Set of tasks:
- a) From the CLASS2 abstract, list the kinds of transcriptomics studies to which the tool is said to be widely applicable.
- b) Pick up the CLASS2 abstract after its final sentence and continue the text.

CLASS2 – accurate and efficient splice variant annotation from RNA-Seq reads

Next generation sequencing of cellular RNA is making it possible to characterize genes and alternative splicing in unprecedented detail. However, designing bioinformatics tools to accurately capture splicing variation has proven difficult. Current programs can find major isoforms of a gene but miss lower abundance variants, or are sensitive but imprecise.

CLASS2 is a novel open source tool for accurate genome-guided transcriptome assembly from RNA-seq reads based on the model of splice graph. An extension of our program CLASS, CLASS2 jointly optimizes read patterns and the number of supporting reads to score and prioritize transcripts, implemented in a novel, scalable and efficient dynamic programming algorithm. When compared against reference programs, CLASS2 had the best overall accuracy and could detect up to twice as many splicing events with precision similar to the best reference program. Notably, it was the only tool to produce consistently reliable transcript models for a wide range of applications and sequencing strategies, including ribosomal RNA-depleted samples. Lightweight and multi-threaded, CLASS2 requires <3GB RAM and can analyze a 350 million read set within hours, and can be widely applied to transcriptomics studies ranging from clinical RNA sequencing, to alternative splicing analyses, and to the annotation of new genomes.

(Saved data entries)

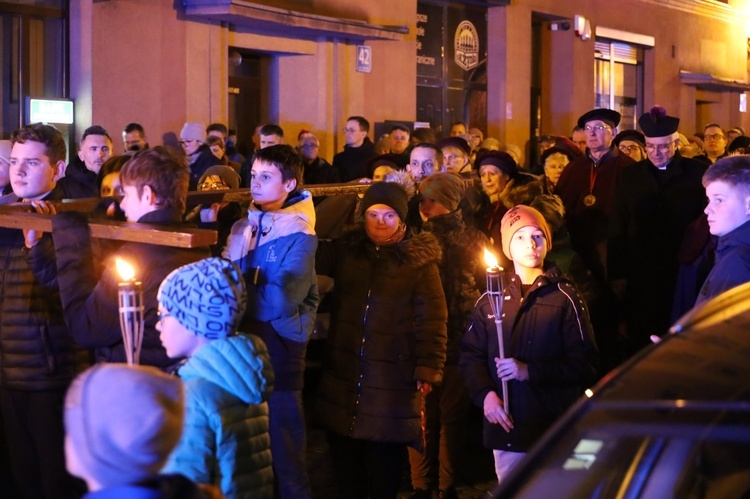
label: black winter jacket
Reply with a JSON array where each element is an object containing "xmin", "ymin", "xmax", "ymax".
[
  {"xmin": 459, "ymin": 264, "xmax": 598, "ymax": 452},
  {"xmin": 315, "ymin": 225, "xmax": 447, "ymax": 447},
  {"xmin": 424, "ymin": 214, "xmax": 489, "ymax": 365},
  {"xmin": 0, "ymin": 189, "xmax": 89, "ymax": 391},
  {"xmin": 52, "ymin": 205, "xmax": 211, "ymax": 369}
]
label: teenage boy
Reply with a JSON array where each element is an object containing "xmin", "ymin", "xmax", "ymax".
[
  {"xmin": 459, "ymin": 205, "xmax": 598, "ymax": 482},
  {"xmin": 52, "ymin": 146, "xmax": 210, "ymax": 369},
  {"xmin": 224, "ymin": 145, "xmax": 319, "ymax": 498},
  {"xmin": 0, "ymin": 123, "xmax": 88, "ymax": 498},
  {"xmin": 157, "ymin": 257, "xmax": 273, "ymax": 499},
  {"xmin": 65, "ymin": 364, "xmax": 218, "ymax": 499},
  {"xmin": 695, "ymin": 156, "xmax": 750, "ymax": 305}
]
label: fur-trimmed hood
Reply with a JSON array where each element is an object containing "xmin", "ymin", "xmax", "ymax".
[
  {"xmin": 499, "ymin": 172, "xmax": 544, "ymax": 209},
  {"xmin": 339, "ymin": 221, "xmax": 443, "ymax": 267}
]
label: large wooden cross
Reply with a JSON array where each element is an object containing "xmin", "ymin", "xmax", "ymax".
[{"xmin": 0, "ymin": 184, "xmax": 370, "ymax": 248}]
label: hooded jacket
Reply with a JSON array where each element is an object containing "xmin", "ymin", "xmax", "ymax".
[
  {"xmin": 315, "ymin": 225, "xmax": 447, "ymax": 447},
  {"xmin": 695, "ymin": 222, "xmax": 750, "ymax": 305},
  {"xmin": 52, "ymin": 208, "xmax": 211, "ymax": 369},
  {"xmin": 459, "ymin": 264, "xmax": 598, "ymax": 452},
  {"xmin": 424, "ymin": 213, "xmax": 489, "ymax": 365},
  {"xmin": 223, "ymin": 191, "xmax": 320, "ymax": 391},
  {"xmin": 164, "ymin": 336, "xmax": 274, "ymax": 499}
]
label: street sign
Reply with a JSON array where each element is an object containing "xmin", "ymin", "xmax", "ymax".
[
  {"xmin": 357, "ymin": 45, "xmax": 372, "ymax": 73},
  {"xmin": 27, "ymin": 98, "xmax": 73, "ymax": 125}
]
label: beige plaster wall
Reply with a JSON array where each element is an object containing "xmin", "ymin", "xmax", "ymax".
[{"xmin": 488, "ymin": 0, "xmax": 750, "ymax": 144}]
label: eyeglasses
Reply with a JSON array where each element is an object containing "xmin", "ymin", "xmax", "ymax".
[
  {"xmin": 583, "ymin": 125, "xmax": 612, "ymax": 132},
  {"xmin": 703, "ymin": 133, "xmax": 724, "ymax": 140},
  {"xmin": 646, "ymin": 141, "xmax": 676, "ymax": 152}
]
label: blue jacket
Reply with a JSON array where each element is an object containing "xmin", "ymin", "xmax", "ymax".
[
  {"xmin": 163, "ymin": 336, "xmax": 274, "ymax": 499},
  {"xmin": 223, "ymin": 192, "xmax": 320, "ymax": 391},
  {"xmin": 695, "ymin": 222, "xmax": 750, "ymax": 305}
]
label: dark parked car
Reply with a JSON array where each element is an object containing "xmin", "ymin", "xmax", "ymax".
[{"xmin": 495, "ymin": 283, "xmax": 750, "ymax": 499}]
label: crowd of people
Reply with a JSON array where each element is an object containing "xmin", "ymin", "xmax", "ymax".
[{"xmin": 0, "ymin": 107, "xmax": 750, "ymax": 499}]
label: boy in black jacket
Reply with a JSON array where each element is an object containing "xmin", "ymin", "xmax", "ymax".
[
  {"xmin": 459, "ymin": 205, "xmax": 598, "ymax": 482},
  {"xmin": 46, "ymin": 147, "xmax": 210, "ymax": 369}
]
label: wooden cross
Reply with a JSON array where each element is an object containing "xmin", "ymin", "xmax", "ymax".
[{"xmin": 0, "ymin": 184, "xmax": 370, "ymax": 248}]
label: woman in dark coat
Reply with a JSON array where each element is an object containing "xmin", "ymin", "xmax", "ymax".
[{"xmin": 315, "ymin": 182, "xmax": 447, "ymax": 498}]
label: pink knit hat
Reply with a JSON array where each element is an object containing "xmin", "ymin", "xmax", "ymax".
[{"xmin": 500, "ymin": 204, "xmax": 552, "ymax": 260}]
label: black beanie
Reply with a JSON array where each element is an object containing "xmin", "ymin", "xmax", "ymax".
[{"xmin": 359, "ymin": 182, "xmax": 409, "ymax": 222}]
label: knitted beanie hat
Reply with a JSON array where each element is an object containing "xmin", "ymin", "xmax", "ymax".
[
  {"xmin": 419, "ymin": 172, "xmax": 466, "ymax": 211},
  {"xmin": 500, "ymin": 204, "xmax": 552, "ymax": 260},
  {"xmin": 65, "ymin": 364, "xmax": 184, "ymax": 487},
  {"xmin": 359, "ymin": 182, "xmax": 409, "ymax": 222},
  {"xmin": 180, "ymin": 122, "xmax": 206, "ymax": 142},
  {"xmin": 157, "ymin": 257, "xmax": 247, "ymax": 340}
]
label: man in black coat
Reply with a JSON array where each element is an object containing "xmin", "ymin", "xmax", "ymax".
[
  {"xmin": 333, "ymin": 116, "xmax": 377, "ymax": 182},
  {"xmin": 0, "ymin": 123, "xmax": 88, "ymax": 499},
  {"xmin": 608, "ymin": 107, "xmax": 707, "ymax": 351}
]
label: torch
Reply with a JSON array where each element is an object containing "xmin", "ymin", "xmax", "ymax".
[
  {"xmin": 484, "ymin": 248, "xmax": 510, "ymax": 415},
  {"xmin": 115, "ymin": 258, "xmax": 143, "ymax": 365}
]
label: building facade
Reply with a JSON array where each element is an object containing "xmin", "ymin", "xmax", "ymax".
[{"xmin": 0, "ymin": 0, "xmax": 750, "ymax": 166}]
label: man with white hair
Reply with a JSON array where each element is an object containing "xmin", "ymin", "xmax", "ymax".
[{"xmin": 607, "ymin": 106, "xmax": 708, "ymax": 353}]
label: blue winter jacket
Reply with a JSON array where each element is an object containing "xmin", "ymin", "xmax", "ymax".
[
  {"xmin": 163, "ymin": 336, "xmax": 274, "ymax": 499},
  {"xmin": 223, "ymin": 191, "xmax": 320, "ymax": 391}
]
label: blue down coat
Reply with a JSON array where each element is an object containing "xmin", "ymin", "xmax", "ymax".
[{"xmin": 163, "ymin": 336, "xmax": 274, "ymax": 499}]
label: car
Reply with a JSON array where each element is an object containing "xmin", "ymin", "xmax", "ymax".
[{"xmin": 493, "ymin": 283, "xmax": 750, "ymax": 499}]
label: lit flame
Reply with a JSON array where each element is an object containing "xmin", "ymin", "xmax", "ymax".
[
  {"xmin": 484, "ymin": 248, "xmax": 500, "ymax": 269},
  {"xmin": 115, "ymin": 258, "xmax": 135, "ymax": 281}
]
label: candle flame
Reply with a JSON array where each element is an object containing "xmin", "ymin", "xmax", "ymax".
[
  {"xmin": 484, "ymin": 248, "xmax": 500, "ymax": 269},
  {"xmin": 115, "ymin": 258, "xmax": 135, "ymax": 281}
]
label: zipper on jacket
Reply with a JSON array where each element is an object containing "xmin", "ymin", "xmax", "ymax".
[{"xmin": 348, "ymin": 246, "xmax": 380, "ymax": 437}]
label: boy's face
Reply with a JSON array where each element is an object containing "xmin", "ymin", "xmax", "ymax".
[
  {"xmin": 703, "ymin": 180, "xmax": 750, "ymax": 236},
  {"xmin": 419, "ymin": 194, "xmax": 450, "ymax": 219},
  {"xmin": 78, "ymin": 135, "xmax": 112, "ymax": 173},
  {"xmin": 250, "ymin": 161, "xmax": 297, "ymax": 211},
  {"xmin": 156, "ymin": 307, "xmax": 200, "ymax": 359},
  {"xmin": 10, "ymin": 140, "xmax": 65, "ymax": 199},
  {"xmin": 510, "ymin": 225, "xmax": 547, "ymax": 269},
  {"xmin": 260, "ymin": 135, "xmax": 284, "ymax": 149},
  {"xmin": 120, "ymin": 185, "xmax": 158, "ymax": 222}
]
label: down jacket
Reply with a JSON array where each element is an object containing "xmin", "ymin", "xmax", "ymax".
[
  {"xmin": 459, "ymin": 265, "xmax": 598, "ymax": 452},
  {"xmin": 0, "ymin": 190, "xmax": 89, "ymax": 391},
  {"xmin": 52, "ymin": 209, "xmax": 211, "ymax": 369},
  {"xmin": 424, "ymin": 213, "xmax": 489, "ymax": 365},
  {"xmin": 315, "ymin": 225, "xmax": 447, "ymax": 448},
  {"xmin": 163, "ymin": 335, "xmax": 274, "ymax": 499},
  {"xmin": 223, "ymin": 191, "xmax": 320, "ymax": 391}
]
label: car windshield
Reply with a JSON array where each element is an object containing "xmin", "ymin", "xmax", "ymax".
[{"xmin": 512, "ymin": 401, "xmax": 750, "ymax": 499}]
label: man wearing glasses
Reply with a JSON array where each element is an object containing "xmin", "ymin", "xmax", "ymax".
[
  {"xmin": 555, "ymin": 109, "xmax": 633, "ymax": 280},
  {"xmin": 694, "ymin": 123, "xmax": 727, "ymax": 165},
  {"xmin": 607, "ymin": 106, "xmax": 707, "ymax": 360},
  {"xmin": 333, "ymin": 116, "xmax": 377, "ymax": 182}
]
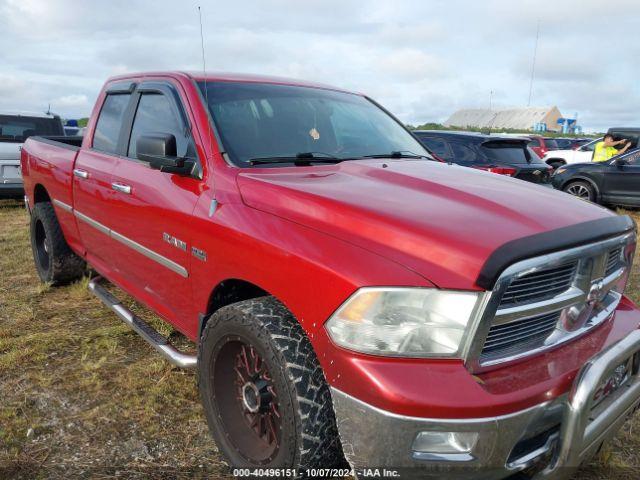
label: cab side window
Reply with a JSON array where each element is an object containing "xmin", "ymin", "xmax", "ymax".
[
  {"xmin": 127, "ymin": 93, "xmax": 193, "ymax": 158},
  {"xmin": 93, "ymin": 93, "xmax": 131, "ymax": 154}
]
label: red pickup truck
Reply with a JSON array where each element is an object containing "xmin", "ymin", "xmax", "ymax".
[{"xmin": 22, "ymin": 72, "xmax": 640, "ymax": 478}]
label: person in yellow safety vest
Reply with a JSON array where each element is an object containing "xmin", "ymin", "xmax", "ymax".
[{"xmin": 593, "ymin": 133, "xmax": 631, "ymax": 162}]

---

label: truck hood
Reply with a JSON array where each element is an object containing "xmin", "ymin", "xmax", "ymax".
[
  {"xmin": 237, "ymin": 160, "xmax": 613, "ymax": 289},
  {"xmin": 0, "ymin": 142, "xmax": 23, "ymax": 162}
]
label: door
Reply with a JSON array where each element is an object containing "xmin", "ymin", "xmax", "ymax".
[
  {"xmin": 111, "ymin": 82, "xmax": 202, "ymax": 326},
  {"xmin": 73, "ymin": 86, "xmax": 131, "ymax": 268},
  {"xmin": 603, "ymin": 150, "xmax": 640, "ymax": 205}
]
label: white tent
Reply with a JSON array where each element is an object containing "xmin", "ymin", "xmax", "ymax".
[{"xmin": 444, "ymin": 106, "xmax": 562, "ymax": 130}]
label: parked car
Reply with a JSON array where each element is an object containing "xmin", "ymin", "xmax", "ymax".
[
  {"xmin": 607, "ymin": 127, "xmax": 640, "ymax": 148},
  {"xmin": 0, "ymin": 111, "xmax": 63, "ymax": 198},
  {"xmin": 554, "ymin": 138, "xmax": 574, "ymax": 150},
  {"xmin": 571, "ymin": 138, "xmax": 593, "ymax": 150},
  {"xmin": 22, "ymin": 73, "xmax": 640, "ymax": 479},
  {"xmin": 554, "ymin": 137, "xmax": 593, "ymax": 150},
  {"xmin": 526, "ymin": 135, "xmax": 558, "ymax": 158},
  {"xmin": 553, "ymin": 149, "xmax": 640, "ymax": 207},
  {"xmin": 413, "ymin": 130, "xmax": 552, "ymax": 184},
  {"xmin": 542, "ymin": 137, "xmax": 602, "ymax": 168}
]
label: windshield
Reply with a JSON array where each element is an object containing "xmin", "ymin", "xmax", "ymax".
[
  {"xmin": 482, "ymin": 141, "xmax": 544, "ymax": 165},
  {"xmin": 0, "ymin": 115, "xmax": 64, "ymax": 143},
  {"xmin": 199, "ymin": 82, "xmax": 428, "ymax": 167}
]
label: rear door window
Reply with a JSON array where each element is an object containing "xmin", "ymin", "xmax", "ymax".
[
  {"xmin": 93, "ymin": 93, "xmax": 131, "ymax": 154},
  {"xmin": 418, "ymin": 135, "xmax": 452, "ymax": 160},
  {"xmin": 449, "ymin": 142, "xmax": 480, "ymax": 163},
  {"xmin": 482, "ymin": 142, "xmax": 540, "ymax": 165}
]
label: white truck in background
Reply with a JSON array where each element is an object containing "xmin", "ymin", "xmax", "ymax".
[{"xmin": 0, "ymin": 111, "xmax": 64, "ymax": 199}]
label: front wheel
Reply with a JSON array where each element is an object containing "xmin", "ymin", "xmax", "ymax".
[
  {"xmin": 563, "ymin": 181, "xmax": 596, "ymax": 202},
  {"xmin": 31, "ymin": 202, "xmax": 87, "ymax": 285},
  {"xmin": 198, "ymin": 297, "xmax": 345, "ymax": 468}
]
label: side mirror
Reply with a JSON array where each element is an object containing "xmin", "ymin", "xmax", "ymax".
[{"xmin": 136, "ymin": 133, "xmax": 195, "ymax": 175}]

Answer list:
- a)
- Clinical RNA sequencing
- Alternative splicing analyses
- Annotation of new genomes

- b)
The CLASS2 transcript assembly algorithm

rna-seqStep 1 (A) Exon and introns. Infer exons from the read coverage levels, using linear programming, and introns from spliced alignments. Step 2 (B) Splice graph. Build a splice graph to represent the gene, connecting exons by introns. Shown is a section from a splice graph, with a skipped exon event and a 2-intron retention event, encoding two possible paths (transcripts). Step 3 (C) Constraints. Cluster reads into classes (constraints) by their splicing and interval patterns. Step 4 (D) Transcript selection. Build and solve the bipartite constraint graph and associated transcript selection problem, shown here for four read pairs c1, c2, c3 and c4, and three transcripts t1, t2 and t3.

  1. CLASS2 offers the best tradeoff between sensitivity and precision in reconstructing full transcripts. In its default setting, CLASS2 detects 10–70% more transcripts than Cufflinks, which is the most popular and most precise of these programs, with higher or comparable precision. In its sensitive settings, CLASS2 detects up to twice as many transcripts as Cufflinks for a relatively small drop in precision.

  2. It is the best suited to capture local alternative splicing variation. In particular, it can detect up to twice as many alternative splicing events as Cufflinks, with high precision. CLASS2 finds slightly fewer events than Scripture, which is the most sensitive of the programs, but its precision is considerably (70–80%) higher.

  3. It employs a combined gene-level and genome-level model of intronic ‘noise’ that allows more accurate detection of intron retention events.

  4. The amount of novel alternative splicing variation detected by CLASS2 increases with increasingly large data sets.

  5. CLASS2 is multi-threaded and scales well with the amount of data, requiring <3GB RAM for all of our tests, and can complete most regular tasks in a few hours.

  6. Lastly, since CLASS2 can produce annotations from RNA-seq data alone, without requiring an existing set of gene annotations, it is very well suited for the annotation of newly sequenced organisms.

Availability – The software is available free of charge for all and under a GNU GPL license from http://sourceforge.net/projects/Splicebox.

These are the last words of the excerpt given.